▸ **Excerpted text**
========

Read The Day We Found the Universe Online
Authors: Marcia Bartusiak
What de Sitter assumed was that the universe contained no matter. He discovered that Einstein's equation could be solved if he imagined that the universe was both stable and
empty
. On the face of it, this seemed like a ludicrous assumption, but de Sitter wondered if cosmic densities were so low that the universe could be considered essentially barren. By making this conjecture he was able to construct a model of spacetime in which “the frequency of light-vibrations diminishes.” That is, light waves get longer (more red) with increasing distance from their source. The unique properties of spacetime that arose in his solution demanded it. Einstein was not up on the latest astronomical news, but de Sitter was. In fact, he would soon be director of the Leiden Observatory, in the Netherlands. He was very aware that V. M. Slipher, at the Lowell Observatory, had recently discovered some spiral nebulae seemingly racing away from the Milky Way—and at very high velocities as measured by their redshifts. De Sitter was one of the few at the time who was sure that the spiral nebulae being sighted by astronomers in ever greater numbers were probably “amongst the most distant objects we know,” indisputably located beyond the Milky Way. And he surmised that their tendency to display appreciable redshifts could be proof of his model. In his paper, he suggested that the nebulae might only appear to be moving outward because their light waves were getting longer and longer (hence redder and redder) as the light traveled toward Earth. This set up the illusion of movement.
On the other hand, there was another way to interpret the effects in de Sitter's universe: Any bit of matter dropped inside its spacetime would immediately fly off. That was another possible reason for the redshifts Slipher was noticing. Eddington liked to say that “Einstein's universe contains matter but no motion and de Sitter's contains motion but no matter.”
Before the publication of his bizarre yet fascinating solution, de Sitter exchanged a number of letters with Einstein arguing over its details. Einstein was clearly flummoxed by de Sitter's quirky take on the universe. It “does not make sense to me,” he wrote. Where was the “world material” in his cosmos, where were the stars? It didn't seem based in reality. In Einstein's eyes, de Sitter's solution was physically impossible. The properties of space could not be determined, he believed, without the presence of matter.
Albert Einstein and Willem de Sitter working out a problem
at the Mount Wilson Observatory's Pasadena headquarters in 1932
(Associated Press)

========

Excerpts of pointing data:
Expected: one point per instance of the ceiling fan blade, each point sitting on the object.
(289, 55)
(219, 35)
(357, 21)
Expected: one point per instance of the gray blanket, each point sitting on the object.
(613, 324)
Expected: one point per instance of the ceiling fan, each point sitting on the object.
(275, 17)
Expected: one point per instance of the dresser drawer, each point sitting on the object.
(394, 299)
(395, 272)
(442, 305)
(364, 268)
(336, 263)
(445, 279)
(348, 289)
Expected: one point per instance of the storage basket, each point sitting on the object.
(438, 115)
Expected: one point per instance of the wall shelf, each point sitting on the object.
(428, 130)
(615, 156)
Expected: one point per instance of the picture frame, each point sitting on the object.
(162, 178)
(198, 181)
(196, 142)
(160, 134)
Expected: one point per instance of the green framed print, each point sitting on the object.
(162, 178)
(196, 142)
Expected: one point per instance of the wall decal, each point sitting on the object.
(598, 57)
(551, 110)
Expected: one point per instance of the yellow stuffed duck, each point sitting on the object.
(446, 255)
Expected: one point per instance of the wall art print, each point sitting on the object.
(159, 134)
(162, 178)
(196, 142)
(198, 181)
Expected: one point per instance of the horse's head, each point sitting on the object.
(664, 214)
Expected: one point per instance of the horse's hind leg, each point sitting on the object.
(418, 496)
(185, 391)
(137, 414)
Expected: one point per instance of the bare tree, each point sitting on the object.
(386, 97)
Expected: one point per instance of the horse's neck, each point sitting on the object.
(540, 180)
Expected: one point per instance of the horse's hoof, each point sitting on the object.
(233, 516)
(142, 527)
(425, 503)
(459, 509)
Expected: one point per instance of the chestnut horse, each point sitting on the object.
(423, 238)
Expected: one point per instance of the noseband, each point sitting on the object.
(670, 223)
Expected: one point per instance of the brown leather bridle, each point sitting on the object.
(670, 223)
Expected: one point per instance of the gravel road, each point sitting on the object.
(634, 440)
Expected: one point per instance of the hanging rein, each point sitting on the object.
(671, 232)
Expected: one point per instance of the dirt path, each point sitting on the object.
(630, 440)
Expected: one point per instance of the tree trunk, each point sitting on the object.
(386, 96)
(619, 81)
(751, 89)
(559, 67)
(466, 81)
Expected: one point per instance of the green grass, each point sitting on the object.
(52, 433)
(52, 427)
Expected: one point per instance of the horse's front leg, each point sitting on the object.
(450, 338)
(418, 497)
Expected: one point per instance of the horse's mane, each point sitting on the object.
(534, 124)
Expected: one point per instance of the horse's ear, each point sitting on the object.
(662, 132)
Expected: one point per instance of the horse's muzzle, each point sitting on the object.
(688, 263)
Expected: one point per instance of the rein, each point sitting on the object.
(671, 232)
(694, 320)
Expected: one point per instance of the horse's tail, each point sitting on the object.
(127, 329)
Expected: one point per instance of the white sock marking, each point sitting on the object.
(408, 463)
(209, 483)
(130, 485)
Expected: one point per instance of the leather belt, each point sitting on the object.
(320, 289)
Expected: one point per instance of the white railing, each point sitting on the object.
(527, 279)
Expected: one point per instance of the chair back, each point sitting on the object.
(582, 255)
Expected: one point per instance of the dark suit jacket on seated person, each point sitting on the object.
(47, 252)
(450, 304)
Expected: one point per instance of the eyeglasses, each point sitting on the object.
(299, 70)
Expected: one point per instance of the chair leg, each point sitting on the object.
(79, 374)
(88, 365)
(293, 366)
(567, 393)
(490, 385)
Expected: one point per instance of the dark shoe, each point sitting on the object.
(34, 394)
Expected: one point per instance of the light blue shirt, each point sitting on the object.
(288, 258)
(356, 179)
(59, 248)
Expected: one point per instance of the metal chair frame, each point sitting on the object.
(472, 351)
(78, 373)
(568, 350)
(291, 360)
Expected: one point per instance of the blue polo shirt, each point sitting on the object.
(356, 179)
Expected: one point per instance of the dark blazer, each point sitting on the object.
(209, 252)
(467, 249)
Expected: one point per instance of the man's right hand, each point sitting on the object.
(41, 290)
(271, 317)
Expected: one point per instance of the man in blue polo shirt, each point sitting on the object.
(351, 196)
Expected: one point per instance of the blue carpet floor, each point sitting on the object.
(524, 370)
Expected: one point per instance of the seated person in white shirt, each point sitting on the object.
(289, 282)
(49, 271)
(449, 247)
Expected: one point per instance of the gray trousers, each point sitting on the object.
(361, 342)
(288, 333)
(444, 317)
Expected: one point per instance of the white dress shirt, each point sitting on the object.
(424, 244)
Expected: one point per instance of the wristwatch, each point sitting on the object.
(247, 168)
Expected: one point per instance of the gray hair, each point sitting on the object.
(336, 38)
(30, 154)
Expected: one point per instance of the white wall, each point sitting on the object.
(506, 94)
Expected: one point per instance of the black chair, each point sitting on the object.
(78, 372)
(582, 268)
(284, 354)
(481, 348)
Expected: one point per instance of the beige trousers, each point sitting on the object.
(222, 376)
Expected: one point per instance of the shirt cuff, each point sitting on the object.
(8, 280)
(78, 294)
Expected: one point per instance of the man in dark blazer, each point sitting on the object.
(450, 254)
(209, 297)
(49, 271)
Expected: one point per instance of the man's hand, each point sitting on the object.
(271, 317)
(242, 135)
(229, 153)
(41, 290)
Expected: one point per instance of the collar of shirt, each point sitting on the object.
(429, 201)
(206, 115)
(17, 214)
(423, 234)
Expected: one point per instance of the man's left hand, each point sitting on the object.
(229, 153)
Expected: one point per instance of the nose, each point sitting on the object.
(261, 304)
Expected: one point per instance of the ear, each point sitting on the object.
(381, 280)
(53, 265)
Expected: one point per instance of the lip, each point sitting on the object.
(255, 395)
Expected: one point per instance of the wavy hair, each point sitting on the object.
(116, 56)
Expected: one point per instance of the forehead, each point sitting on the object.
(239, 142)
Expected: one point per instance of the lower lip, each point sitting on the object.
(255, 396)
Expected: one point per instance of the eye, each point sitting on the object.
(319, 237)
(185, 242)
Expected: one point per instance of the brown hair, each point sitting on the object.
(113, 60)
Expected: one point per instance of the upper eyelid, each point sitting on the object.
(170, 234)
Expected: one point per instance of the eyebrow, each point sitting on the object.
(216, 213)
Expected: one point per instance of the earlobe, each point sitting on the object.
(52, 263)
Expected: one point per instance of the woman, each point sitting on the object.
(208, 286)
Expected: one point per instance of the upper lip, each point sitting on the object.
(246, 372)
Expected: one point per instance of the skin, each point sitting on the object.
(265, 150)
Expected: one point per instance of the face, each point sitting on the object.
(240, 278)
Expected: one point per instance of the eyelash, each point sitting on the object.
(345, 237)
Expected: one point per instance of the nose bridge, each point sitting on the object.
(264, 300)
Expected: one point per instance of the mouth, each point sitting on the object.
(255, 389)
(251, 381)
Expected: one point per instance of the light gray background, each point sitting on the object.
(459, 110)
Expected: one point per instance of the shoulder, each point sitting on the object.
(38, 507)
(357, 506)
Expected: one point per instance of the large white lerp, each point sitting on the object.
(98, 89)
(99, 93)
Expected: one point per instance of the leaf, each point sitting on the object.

========

▸ **What you need to do**
1. Answer these from the de Sitter excerpt:
(a) At which observatory did V. M. Slipher discover spiral nebulae racing away from the Milky Way?
(b) According to Eddington, what does de Sitter's universe contain?
(c) In what year were Einstein and de Sitter photographed at the Mount Wilson Observatory's Pasadena headquarters?
2. Lay out the rows as a JSON list of strings with one string per line, omitting blank lines. Start at the line containing "Expected: one point per instance of the shoulder, each" and end at the last line of the rows.

▸ **Solutions for each task**
1.
(a) The Lowell Observatory.
(b) Motion but no matter.
(c) 1932.

2.
[
  "Expected: one point per instance of the shoulder, each point sitting on the object.",
  "(38, 507)",
  "(357, 506)",
  "Expected: one point per instance of the large white lerp, each point sitting on the object.",
  "(98, 89)",
  "(99, 93)",
  "Expected: one point per instance of the leaf, each point sitting on the object."
]